_PASSAGE:_
PATNA HIGH COURT
Maksudan Prasad
Vs
Lakshmi Devi
A.F.O.O. No.237 of 1974
(Hari Lal Agrawal and S. Shamsul Hasan, JJ.)
07.10.1982
JUDGEMENT
Hari Lal Agrawal, J.
1. In this appeal by the judgment-debtor whose objection under Section 47 of the Civil Procedure Code had been rejected, the question is as to what would be the 'date of decree' within the meaning of Article 182 of the old Limitation Act for the purpose of computing the period of limitation for executing the same. The decree under execution is a final decree in a suit for partition.
2. The partition suit was instituted in the year 1945, and the judgment was delivered on 28-11-1949. The preliminary decree was thereafter passed on 3-1-1950 and a commissioner was appointed to prepare the final decree in terms of the rights of the parties declared under the preliminary decree. On 18-5- 1955 the trial Court accepted the commissioner's report and passed the following order.
"The suit is decreed finally in terms thereof (commissioner's report). The report shall form part of the decree. Parties should file non- judicial stamps for preparation of the final decree".
Immediately thereafter a miscellaneous case was filed for making certain corrections in the preliminary decree itself and by order dated 24-8-1957 the Court came to the conclusion that the preliminary decree was not drawn up in accordance with the judgment and it ordered corrections as pointed out by the applicant. The decree was accordingly amended, which was substantial in nature. It further appears that some other miscellaneous cases, including one for preparation of the final takhtabandi were filed. A pleader commissioner was also appointed to carve out the takhtabandi etc., and ultimately by the order dated 18-2-1964 the court ordered :
"Therefore no further action in this case is necessary now. Let final decree be prepared immediately to enable the parties to proceed with their execution cases. Recall the writ from the commissioner. The case is, therefore, finally disposed of."
3. The present execution case was filed on 23-8-1966 and then the application under Section 47 of the Code taking the objection of limitation was filed on the ground that the 'date of decree' would be the 'date of judgment' within the meaning of Order 20 Rule 7 of the Code and limitation would be computed right from 28-11-1949, the date of the judgment. And, therefore, the application was barred by limitation.
4. The stand of the decree-holder, on the other hand, in the executing Court as well as in this Court was that the above principle did not apply to a final decree in a partition suit and the period of limitation could not start to run until the final decree was made ready for execution.
5. The executing Court, on consideration of the various facts and circumstances mentioned in its order has come to the conclusion that on account of the filing of a large number of miscellaneous cases in between the passing of the preliminary decree and the final decree the decree-holders could not take steps for filing the non-judicial stamps for drawing up and preparation of the final decree and, therefore, they being not at fault the execution application cannot be said to be barred by the law of limitation. It accordingly rejected the objection of the appellant.
6. It was not disputed before us that the case would be governed by Article 182 of the old Limitation Act. The relevant part of that Article runs as follows:
|
"Description of application |
Period of limitation |
Time from which period begins to run |
|
182, -For the execution of a decree or |
Three years; or, where a certified |
1. The date of the decree or order. |
The expression "date of the decree" has been explained in Rule 7 of Order 20 of the Code according to which "the decree shall bear the date, the day on which the judgment was pronounced, and when the Judge has satisfied himself that the decree has been drawn up in accordance with the judgment, he shall sign the decree". It is, therefore, obvious, that expression "date of the decree or order" mentioned in the third column of Article 182 is referable to its meaning given in Rule 7 of Order 20.

_DATA RECORDS:_
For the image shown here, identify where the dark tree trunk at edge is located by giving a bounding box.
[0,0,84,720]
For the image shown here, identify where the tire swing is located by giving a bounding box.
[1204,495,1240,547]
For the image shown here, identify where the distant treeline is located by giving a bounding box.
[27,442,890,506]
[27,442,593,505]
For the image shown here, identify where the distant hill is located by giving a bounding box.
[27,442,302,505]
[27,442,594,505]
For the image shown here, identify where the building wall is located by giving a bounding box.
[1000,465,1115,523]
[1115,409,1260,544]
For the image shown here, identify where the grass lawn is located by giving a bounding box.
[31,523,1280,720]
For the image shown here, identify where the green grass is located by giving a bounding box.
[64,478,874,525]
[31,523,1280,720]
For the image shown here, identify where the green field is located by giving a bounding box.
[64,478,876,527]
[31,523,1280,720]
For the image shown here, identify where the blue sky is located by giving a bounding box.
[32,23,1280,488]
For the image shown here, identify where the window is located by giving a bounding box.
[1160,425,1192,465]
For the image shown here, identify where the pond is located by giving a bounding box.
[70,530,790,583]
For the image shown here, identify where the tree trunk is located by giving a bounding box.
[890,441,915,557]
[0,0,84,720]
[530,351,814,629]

...

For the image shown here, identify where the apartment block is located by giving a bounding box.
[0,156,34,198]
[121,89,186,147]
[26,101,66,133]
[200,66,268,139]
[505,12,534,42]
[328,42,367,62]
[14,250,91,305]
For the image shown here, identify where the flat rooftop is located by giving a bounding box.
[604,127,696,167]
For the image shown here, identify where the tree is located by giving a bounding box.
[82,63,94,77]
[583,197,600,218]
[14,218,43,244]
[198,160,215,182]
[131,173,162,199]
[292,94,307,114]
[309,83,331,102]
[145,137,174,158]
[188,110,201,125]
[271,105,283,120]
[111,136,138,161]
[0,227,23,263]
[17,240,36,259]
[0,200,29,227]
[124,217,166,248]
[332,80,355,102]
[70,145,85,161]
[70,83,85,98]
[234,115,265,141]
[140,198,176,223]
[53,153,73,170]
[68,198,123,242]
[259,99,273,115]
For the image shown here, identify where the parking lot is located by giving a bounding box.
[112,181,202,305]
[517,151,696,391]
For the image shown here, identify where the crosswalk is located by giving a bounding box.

_EXERCISE INSTRUCTIONS:_
In the Patna High Court judgment, on what date was the present execution case filed?

_REPLY TO THE TASK:_
23-8-1966